The main complaint of a person with cataracts is blurred vision. In early cataracts, the blurred vision is often described as worse under strong sunlight or when the light is bright or when reading. Glare is another common complaint, especially when driving at night. As the cataract matures, the vision gets more and more blurred and colours appear less strong.
In some early cataracts, vision may be improved slightly with corrective lenses. As the cataract matures, frequent changes of glasses are necessary and at some point, lenses will not help anymore.
Treatment for Cataract
The only treatment available for a cataract that is causing poor vision is to remove it by surgery and place it with an artificial
lens implant made of acrylic or silicone. There are no eye drops, pills or diets that are of proven value in curing cataracts. Laser too cannot be used to remove cataracts.
The good news about cataracts is that good vision can be restored in well over 95 per cent of cases. Most cases of poor vision after cataract surgery are in fact due to eye diseases such as glaucoma and retinal diseases which exist even before surgery.
When to go for Cataract Surgery?

RECORDS SUPPLIED:

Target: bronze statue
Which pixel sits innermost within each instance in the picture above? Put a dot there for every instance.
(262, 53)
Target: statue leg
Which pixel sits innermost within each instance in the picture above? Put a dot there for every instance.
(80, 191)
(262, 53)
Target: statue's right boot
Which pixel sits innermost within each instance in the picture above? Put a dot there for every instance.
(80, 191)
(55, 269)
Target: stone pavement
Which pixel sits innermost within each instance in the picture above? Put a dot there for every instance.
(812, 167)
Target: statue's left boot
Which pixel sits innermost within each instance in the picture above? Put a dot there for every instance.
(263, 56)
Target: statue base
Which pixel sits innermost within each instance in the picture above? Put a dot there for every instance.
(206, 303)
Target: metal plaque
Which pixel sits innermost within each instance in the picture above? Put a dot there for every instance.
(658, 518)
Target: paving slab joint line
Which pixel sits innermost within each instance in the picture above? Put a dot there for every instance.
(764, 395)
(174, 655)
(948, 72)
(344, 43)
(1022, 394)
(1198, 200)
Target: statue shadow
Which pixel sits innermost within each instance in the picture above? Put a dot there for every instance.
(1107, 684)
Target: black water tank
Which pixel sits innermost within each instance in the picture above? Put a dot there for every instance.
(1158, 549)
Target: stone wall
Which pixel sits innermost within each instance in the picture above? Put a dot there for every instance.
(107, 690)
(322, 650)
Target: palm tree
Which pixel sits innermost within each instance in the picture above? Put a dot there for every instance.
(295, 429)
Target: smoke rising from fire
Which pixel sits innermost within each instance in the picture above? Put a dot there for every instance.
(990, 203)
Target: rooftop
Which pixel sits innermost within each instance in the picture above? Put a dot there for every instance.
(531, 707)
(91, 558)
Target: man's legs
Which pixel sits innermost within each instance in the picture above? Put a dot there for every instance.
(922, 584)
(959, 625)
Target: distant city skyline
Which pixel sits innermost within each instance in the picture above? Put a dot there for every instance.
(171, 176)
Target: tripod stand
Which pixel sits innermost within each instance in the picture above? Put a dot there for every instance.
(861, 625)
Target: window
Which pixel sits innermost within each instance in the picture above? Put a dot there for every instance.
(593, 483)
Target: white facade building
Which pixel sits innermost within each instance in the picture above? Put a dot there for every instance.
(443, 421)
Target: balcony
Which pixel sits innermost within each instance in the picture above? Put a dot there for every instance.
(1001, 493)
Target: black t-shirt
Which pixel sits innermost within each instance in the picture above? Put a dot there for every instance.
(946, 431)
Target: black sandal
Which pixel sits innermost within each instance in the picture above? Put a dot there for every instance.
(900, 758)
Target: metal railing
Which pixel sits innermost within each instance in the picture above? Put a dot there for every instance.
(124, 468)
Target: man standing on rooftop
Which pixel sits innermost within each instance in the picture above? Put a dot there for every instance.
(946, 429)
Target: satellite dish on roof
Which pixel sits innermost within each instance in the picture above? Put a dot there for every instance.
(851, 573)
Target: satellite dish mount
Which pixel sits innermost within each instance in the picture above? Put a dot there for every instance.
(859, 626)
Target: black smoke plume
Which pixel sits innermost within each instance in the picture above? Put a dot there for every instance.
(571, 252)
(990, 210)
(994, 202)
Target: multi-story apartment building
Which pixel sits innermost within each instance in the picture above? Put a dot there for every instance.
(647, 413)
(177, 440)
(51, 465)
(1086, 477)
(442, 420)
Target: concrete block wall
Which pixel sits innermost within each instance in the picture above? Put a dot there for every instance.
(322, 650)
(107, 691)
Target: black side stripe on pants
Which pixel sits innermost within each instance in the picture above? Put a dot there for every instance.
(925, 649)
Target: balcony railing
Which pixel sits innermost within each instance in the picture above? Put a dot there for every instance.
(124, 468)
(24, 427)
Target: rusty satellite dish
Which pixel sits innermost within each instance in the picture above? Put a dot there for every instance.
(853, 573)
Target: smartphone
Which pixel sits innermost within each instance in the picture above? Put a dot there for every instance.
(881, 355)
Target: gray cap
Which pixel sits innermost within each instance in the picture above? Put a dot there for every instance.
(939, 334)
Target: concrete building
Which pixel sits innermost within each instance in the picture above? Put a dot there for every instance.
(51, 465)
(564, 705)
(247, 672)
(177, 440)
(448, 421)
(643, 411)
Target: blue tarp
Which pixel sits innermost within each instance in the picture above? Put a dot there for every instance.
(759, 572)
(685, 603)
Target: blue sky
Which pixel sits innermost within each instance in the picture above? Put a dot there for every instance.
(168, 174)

WORK INSTRUCTIONS:
(A) Answer these questions from the cataract text:
(i) When is glare an especially common complaint?
(ii) Can a laser be used to remove cataracts?
(iii) In what share of cases can good vision be restored?
(B) Continue the cataract text from its final heading.
The items have nothing to do with the cataract text.

TASK-BY-TASK OUTPUTS:
(A)
(i) Glare is an especially common complaint when driving at night.
(ii) No, a laser cannot be used to remove cataracts.
(iii) Good vision can be restored in well over 95 percent of cases.

(B)
The time to go for cataract surgery is when the cataract handicaps vision enough to interfere with your normal daily activities. It is not necessary to remove a cataract jus because it is there, unless it is very mature, in which case there is risk of complications such as iritis or glaucoma developing. Vision will of course be very poor.
Some time ago, patients were advised to wait until a cataract became mature or ‘ripe’ before removing it. However, with today’s advances in surgical techniques, safe removal of cataract is possible even at a very early stage.
Usually only one eye (the eye with the worse vision) is operated on first. Once healing is complete in that eye and good vision restored, a decision can be made regarding surgery for the other eye.